[Выбранный отрывок]
····················

Михаил и Петр ворчат. Они представляли себе поездку на оленях спокойным удовольствием, а тут мерзнут ноги, леденеет лицо, а рядом с нартой не побежишь – снег и кочки.
Сегодня 21 ноября, но вместо оленей я получаю от Попова записку: «Во-первых привет и почтение вчера приехал с тунгуса гр-н Николаев Егор и говорит загонял волк оленей не известна сколько оленей свел сколько дней будут содержатся».
По устным сведениям, волки угнали оленей куда-то далеко и их ищут. Целых семь дней прошло, пока снова собрали всех оленей, и только 28 ноября удалось нам двинуться.
За это время открылась еще одна уловка Попова. Уезжая в Сеймчан, Богатырев оставил нам письмо; оно было передано исполкомом Якутгосторгу, Якутгосторгом – Попову для доставки мне. Попов благоразумно его припрятал – мало ли что лишнего может писать судья! Случайно
Мы используем неделю отдыха, чтобы приготовить для поездки палатки и печки.
Наши короткие печки сдваивает попарно Никульчан – здешний мастер, большой искусник. Он умеет делать все, даже починяет карманные часы, хотя никогда не выезжал из Оймякона. Особенно хорошо он делает ножи, оттачивая их из напильников.
Афанасий все в том же положении – слабость и легкие боли в желудке, но он ни за что не хочет оставаться в Оймяконе: он боится, что одному ему потом никак не выбраться отсюда, а Иннокентий и Яков довезут его до дому. Для него делают специальную нарту: сиденье оплетают веревками и ставят верх из брезента.
В горных ущельях при 60 градусах мороза
28 ноября с утра лихорадочно укладываемся – сегодня приходят олени. Подают нарты: тринадцать для людей (включая двух проводников) и восемь для груза. Все население Томтора собралось посмотреть на отъезд и попрощаться с нами.
Сначала никак не могут распределить груз, людей, оленей, потом все кое-как улаживается, и в половине четвертого, после заката солнца, мы выезжаем. Олени еще не приспособились к нартам: они молодые и многие в первый раз в упряжи. Два моих оленя совсем дикие – едва тронув с места, они сцепляются рогами и падают. Весь поезд останавливается, оленей расцепляют. Через несколько минут другое происшествие: в овраге моя нарта опрокидывается и я вываливаюсь. Все очень рады, а в особенности довольны приехавшие с Эльги: они все уже вываливались из нарт и теперь считают себя опытными путешественниками.

····················

[Набор данных]
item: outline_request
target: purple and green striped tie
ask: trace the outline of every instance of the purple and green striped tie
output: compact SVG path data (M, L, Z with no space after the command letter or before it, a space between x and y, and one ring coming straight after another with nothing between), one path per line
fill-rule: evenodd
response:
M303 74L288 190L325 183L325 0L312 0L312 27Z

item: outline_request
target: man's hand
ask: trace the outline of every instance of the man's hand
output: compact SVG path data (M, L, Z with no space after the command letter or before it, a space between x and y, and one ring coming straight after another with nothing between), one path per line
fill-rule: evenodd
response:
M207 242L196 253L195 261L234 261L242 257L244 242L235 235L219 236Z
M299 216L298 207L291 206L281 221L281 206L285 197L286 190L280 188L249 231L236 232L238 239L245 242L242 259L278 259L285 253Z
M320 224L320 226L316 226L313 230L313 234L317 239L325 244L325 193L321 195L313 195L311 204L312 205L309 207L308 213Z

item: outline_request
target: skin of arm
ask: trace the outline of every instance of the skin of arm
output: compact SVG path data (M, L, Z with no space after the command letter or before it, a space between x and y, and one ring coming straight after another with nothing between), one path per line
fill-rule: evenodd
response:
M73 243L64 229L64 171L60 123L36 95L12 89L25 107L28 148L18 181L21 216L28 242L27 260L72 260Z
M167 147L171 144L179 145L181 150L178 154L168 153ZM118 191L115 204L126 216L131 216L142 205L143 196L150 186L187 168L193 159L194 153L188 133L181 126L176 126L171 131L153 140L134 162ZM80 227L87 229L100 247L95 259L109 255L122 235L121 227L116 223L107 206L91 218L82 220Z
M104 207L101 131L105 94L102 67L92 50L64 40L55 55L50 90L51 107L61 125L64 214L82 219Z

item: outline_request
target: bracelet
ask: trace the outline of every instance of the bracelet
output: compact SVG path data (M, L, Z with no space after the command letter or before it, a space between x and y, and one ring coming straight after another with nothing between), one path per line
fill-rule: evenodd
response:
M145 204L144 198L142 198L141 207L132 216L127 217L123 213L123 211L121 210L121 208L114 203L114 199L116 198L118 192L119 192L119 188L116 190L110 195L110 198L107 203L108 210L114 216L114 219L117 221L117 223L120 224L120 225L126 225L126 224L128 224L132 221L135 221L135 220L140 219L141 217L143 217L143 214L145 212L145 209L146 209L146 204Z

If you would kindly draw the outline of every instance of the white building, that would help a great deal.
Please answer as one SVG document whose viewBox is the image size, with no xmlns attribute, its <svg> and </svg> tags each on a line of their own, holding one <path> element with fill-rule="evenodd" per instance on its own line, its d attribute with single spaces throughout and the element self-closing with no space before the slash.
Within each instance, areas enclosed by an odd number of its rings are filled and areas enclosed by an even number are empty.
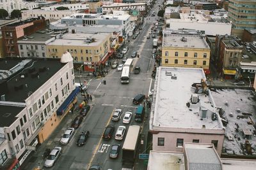
<svg viewBox="0 0 256 170">
<path fill-rule="evenodd" d="M 152 149 L 182 152 L 184 143 L 213 143 L 220 155 L 225 135 L 202 69 L 160 67 L 149 130 Z M 193 85 L 193 86 L 192 86 Z"/>
<path fill-rule="evenodd" d="M 140 11 L 147 10 L 147 4 L 145 3 L 113 3 L 111 4 L 104 4 L 102 6 L 103 13 L 109 13 L 113 11 L 137 10 Z"/>
<path fill-rule="evenodd" d="M 189 29 L 205 32 L 205 35 L 230 35 L 232 24 L 225 22 L 211 22 L 204 14 L 193 12 L 180 13 L 180 18 L 170 18 L 166 21 L 166 27 L 172 29 Z M 212 29 L 214 28 L 214 29 Z"/>
<path fill-rule="evenodd" d="M 31 152 L 27 146 L 44 141 L 69 111 L 68 104 L 72 105 L 70 97 L 76 97 L 79 89 L 75 89 L 70 60 L 65 64 L 22 58 L 0 62 L 0 67 L 5 68 L 0 72 L 0 132 L 8 146 L 5 141 L 1 143 L 0 152 L 5 150 L 8 157 L 19 159 L 20 164 Z M 67 100 L 68 105 L 63 106 Z M 67 110 L 60 111 L 61 106 Z"/>
<path fill-rule="evenodd" d="M 45 19 L 48 19 L 49 20 L 60 20 L 63 17 L 70 16 L 76 13 L 77 13 L 76 11 L 72 10 L 45 11 L 40 9 L 36 9 L 22 11 L 21 13 L 21 17 L 22 19 L 26 20 L 29 18 L 35 18 L 39 16 L 43 16 Z"/>
</svg>

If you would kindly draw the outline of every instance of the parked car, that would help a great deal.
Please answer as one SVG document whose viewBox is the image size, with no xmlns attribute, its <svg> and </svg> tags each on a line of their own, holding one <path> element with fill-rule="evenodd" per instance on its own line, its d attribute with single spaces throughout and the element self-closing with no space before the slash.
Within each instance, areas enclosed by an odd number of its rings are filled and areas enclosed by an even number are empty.
<svg viewBox="0 0 256 170">
<path fill-rule="evenodd" d="M 130 111 L 126 111 L 123 118 L 123 124 L 130 124 L 132 118 L 132 113 Z"/>
<path fill-rule="evenodd" d="M 79 127 L 81 123 L 82 123 L 83 119 L 83 115 L 77 116 L 73 120 L 73 123 L 72 124 L 71 127 L 74 128 L 75 129 L 77 129 Z"/>
<path fill-rule="evenodd" d="M 113 121 L 118 121 L 121 118 L 123 111 L 122 109 L 116 109 L 112 115 Z"/>
<path fill-rule="evenodd" d="M 67 145 L 73 136 L 75 129 L 69 127 L 66 130 L 60 142 L 61 145 Z"/>
<path fill-rule="evenodd" d="M 125 62 L 126 60 L 127 59 L 127 57 L 124 57 L 123 60 L 122 60 L 122 62 Z"/>
<path fill-rule="evenodd" d="M 117 66 L 118 66 L 118 62 L 117 60 L 115 60 L 115 61 L 112 63 L 111 68 L 115 69 L 115 68 L 117 67 Z"/>
<path fill-rule="evenodd" d="M 122 71 L 123 70 L 124 64 L 119 64 L 118 67 L 117 67 L 117 71 Z"/>
<path fill-rule="evenodd" d="M 48 155 L 45 162 L 44 162 L 44 166 L 46 167 L 50 167 L 53 166 L 55 162 L 61 153 L 61 147 L 55 147 Z"/>
<path fill-rule="evenodd" d="M 122 51 L 122 53 L 125 54 L 127 52 L 127 51 L 128 51 L 128 47 L 125 47 L 123 49 L 123 50 Z"/>
<path fill-rule="evenodd" d="M 137 57 L 137 52 L 133 52 L 132 53 L 132 57 Z"/>
<path fill-rule="evenodd" d="M 111 146 L 109 153 L 109 157 L 117 158 L 121 146 L 120 144 L 114 144 Z"/>
<path fill-rule="evenodd" d="M 113 132 L 115 131 L 115 126 L 109 125 L 105 128 L 102 138 L 104 139 L 110 139 L 112 137 Z"/>
<path fill-rule="evenodd" d="M 126 127 L 124 125 L 120 125 L 116 130 L 116 135 L 115 139 L 116 140 L 122 140 L 124 138 L 124 134 L 125 132 Z"/>
<path fill-rule="evenodd" d="M 142 94 L 137 94 L 132 100 L 133 104 L 138 104 L 145 99 L 145 95 Z"/>
<path fill-rule="evenodd" d="M 87 113 L 89 111 L 90 108 L 90 105 L 85 105 L 82 110 L 80 111 L 80 115 L 83 115 L 83 117 L 85 117 L 87 115 Z"/>
<path fill-rule="evenodd" d="M 83 131 L 78 137 L 77 141 L 76 141 L 76 145 L 77 145 L 78 146 L 84 145 L 85 142 L 89 138 L 89 136 L 90 136 L 89 131 Z"/>
<path fill-rule="evenodd" d="M 134 74 L 139 74 L 140 72 L 140 67 L 138 66 L 136 66 L 134 69 Z"/>
</svg>

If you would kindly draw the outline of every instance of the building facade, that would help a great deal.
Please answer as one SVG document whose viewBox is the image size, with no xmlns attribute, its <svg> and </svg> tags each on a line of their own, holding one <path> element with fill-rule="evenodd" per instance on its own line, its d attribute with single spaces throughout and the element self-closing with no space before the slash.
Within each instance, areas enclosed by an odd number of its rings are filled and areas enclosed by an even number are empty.
<svg viewBox="0 0 256 170">
<path fill-rule="evenodd" d="M 163 31 L 163 66 L 203 68 L 209 71 L 211 50 L 201 35 Z"/>
</svg>

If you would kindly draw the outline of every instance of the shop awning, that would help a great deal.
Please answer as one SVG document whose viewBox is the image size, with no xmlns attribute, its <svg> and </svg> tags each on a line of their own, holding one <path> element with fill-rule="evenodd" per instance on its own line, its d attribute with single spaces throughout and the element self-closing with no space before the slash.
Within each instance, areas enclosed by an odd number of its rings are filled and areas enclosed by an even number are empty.
<svg viewBox="0 0 256 170">
<path fill-rule="evenodd" d="M 73 101 L 74 99 L 76 98 L 76 96 L 79 93 L 80 89 L 79 87 L 76 87 L 75 90 L 71 92 L 67 99 L 62 103 L 60 108 L 57 110 L 57 115 L 61 116 L 63 113 L 66 111 L 69 104 Z"/>
</svg>

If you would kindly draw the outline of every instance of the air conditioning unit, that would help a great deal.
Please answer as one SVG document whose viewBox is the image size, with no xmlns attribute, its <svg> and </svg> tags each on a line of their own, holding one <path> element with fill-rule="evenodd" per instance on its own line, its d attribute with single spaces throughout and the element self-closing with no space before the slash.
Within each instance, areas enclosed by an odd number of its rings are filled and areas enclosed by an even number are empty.
<svg viewBox="0 0 256 170">
<path fill-rule="evenodd" d="M 193 94 L 191 95 L 191 103 L 196 104 L 199 101 L 198 95 L 196 94 Z"/>
</svg>

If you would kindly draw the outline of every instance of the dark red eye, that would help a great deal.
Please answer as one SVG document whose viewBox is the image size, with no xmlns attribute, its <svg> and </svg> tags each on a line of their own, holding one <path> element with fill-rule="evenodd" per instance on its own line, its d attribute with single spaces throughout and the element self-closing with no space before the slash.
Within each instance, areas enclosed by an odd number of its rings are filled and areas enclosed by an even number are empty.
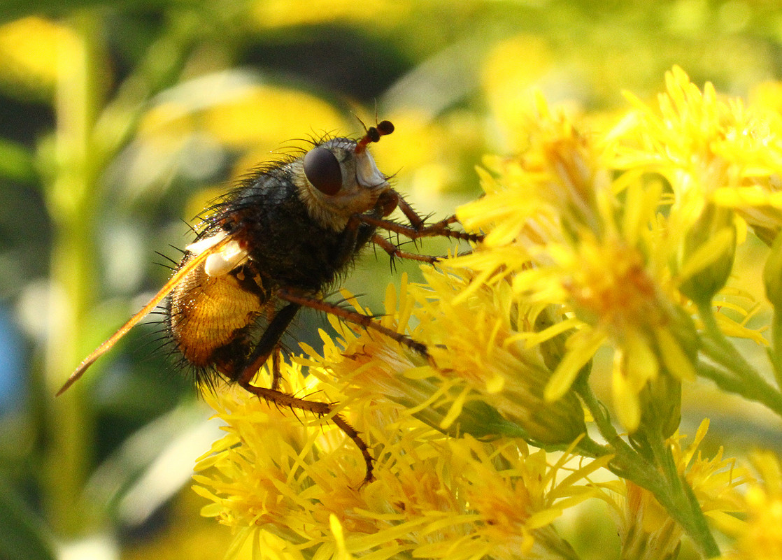
<svg viewBox="0 0 782 560">
<path fill-rule="evenodd" d="M 304 156 L 304 174 L 325 195 L 335 195 L 342 188 L 342 169 L 336 156 L 325 148 L 313 148 Z"/>
</svg>

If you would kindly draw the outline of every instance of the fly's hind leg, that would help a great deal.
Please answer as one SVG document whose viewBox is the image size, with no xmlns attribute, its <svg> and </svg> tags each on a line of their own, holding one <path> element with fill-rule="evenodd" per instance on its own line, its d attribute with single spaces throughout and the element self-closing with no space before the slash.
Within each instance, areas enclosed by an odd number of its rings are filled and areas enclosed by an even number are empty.
<svg viewBox="0 0 782 560">
<path fill-rule="evenodd" d="M 240 387 L 264 399 L 267 403 L 274 403 L 278 406 L 287 407 L 291 409 L 295 408 L 304 411 L 305 412 L 312 412 L 317 416 L 330 417 L 332 422 L 336 424 L 339 429 L 353 440 L 364 457 L 364 462 L 366 465 L 366 473 L 361 483 L 361 486 L 364 486 L 374 479 L 372 475 L 374 467 L 372 465 L 372 456 L 369 452 L 369 447 L 361 439 L 358 432 L 347 422 L 342 415 L 334 413 L 332 404 L 317 400 L 301 399 L 289 395 L 287 393 L 283 393 L 278 389 L 282 379 L 282 374 L 280 373 L 280 338 L 282 338 L 288 325 L 290 325 L 291 321 L 293 320 L 293 317 L 298 312 L 301 305 L 301 303 L 295 301 L 291 302 L 277 312 L 274 318 L 269 321 L 269 325 L 260 337 L 260 340 L 258 341 L 258 345 L 253 350 L 248 364 L 239 372 L 234 380 L 239 383 Z M 270 357 L 271 357 L 272 364 L 271 387 L 267 389 L 266 387 L 259 387 L 256 385 L 253 385 L 252 382 L 255 375 Z"/>
</svg>

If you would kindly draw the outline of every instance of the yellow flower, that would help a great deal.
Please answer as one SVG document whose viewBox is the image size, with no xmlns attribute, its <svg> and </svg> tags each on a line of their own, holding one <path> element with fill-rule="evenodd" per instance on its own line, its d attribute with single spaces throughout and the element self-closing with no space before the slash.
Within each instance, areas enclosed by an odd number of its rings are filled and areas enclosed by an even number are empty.
<svg viewBox="0 0 782 560">
<path fill-rule="evenodd" d="M 569 333 L 548 400 L 567 393 L 600 347 L 614 346 L 617 412 L 635 430 L 649 383 L 694 375 L 694 328 L 669 266 L 682 234 L 668 235 L 658 215 L 669 203 L 662 183 L 618 174 L 597 135 L 579 132 L 540 100 L 529 127 L 529 149 L 492 162 L 495 175 L 482 175 L 486 196 L 459 210 L 465 227 L 486 232 L 485 243 L 445 264 L 475 271 L 462 298 L 507 283 L 517 301 L 561 310 L 561 323 L 526 333 L 530 346 Z M 678 409 L 671 411 L 668 433 L 678 423 Z"/>
<path fill-rule="evenodd" d="M 635 110 L 611 135 L 615 165 L 665 177 L 683 225 L 713 203 L 735 210 L 770 244 L 782 228 L 779 114 L 720 99 L 710 83 L 701 92 L 678 66 L 665 81 L 659 113 L 627 94 Z"/>
<path fill-rule="evenodd" d="M 338 397 L 298 366 L 284 369 L 291 390 Z M 256 382 L 267 381 L 264 372 Z M 595 494 L 583 480 L 607 462 L 574 468 L 565 454 L 550 464 L 522 442 L 451 438 L 390 401 L 354 408 L 346 398 L 350 412 L 341 413 L 377 459 L 376 479 L 359 490 L 361 454 L 327 418 L 296 418 L 241 391 L 207 398 L 228 433 L 197 466 L 196 490 L 212 501 L 203 514 L 234 528 L 231 552 L 247 539 L 264 543 L 258 558 L 294 551 L 306 558 L 575 558 L 551 523 Z"/>
<path fill-rule="evenodd" d="M 719 518 L 726 533 L 737 537 L 728 560 L 772 560 L 782 558 L 782 468 L 770 451 L 759 451 L 752 463 L 759 479 L 749 484 L 744 495 L 746 521 Z"/>
<path fill-rule="evenodd" d="M 682 447 L 684 436 L 676 435 L 668 441 L 679 474 L 690 484 L 703 512 L 715 519 L 730 518 L 743 511 L 738 486 L 746 483 L 746 469 L 733 459 L 723 458 L 723 450 L 714 458 L 701 457 L 698 447 L 708 429 L 705 420 L 691 443 Z M 647 490 L 619 479 L 602 486 L 608 492 L 603 497 L 611 507 L 622 546 L 622 558 L 639 560 L 669 560 L 676 558 L 681 544 L 681 527 Z M 619 495 L 619 499 L 613 497 Z"/>
</svg>

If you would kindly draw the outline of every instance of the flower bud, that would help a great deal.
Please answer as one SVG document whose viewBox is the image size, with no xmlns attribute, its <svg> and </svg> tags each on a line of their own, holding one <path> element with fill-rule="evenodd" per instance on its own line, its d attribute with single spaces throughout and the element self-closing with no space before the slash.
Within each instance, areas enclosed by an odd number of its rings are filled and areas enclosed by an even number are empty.
<svg viewBox="0 0 782 560">
<path fill-rule="evenodd" d="M 681 293 L 694 302 L 710 303 L 727 282 L 735 253 L 732 210 L 707 204 L 684 240 Z"/>
</svg>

····················

Скопируйте из отрывка о поездке на оленях всё от слов «Наши короткие печки» до слов «верх из брезента.» включительно.

[Письменный ответ]
Наши короткие печки сдваивает попарно Никульчан – здешний мастер, большой искусник. Он умеет делать все, даже починяет карманные часы, хотя никогда не выезжал из Оймякона. Особенно хорошо он делает ножи, оттачивая их из напильников.
Афанасий все в том же положении – слабость и легкие боли в желудке, но он ни за что не хочет оставаться в Оймяконе: он боится, что одному ему потом никак не выбраться отсюда, а Иннокентий и Яков довезут его до дому. Для него делают специальную нарту: сиденье оплетают веревками и ставят верх из брезента.